=== TEXT PROVIDED ===
I have been collecting old bows for several years and had the good fortune of finding many of the bows mentioned back before Ebay when they could be found for little money. I have a few Tamerlane and Temijun bows. I would say that My Tamerlane and Temijun bows are very similar in shooting performance with the Temijun (maybe) being the slightly faster bow. I also have several vintage Ben Pearson bows. I would tend to agree that they are under-rated. Many of the vintage BPs are very nice performing bows. I recently purchased a Hoyt PM on Ebay and this bow is by far my favorite target bow. I followed Vipers PM tune up Instructions and now the bow is the best of my vintage line up. I recently purchased a mint Browning Olympian 68'' #36 recurve. The bow shoots very nice but I haven't been able to find any information about the bow. The bow is kind of a plain jane in the looks department but perfomes well. I have seen a couple sell very cheap on Ebay. There are still some good and under rated bows available for very reasonable prices but prices seem to be rising.


----------



## Viper1 (Aug 21, 2003)

Fl - 

If we keep feeding threads like these, the prices ain't gonna go down  

Viper1 out.


----------



## Okie1bow (Jul 26, 2006)
===
Please name the bow the first poster in the vintage bow thread calls their favorite target bow.
=== ENTRIES PROVIDED ===
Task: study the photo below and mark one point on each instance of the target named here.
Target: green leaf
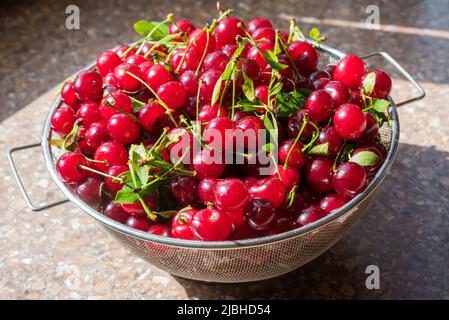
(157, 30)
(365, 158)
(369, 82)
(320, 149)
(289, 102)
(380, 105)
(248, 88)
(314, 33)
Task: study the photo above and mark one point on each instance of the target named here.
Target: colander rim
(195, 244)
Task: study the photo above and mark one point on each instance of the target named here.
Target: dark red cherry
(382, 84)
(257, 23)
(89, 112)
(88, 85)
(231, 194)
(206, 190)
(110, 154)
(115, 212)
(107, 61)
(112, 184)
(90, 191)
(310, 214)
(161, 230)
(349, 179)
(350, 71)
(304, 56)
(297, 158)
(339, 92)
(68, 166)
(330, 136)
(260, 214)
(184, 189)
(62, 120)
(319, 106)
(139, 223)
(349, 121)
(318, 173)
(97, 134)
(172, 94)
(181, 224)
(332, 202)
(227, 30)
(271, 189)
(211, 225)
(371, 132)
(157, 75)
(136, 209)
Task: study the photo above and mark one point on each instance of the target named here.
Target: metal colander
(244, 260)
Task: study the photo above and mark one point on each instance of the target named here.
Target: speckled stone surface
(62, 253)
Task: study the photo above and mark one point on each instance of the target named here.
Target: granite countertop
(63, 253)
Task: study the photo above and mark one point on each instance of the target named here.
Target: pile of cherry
===
FULL OUTPUT: The Hoyt PM, recently purchased on Ebay.